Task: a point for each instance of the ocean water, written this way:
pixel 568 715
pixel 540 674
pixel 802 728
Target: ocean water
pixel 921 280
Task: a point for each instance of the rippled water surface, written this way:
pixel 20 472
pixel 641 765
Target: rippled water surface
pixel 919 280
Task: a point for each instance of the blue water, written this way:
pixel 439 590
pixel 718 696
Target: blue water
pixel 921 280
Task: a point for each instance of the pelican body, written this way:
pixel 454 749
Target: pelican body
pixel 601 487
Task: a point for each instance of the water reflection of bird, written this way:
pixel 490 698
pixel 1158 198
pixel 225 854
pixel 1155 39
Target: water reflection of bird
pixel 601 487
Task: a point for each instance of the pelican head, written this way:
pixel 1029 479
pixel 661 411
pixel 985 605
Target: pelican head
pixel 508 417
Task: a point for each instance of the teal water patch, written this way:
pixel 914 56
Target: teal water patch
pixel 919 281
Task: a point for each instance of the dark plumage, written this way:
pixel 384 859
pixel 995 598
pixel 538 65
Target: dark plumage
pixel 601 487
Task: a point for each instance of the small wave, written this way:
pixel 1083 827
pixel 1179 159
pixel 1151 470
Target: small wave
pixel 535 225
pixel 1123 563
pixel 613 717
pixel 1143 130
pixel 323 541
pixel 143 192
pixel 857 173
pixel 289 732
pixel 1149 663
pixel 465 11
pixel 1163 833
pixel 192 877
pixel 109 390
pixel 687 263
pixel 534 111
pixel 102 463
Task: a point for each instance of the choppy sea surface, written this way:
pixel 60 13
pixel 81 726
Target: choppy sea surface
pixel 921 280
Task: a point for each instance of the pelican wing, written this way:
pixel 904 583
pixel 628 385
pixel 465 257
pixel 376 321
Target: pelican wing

■ TRY IT
For this exercise, gather every line of the data that contains the word "Task".

■ WORKED SOLUTION
Task: a point for each instance of the ocean water, written this way:
Task: a point for each instance of the rippled water surface, written this way:
Task: a point for each instance of the blue water, written this way:
Task: a point for each instance of the pelican body, written this way:
Task: a point for each instance of the water reflection of bird, written this way:
Task: a point for each instance of the pelican head, written this way:
Task: a point for each instance of the teal water patch, written this way:
Task: a point for each instance of the dark plumage, written this way:
Task: a point for each instance of the small wave, written this way:
Task: a point for each instance of the choppy sea surface, written this way:
Task: a point for each instance of the pelican wing, written this way:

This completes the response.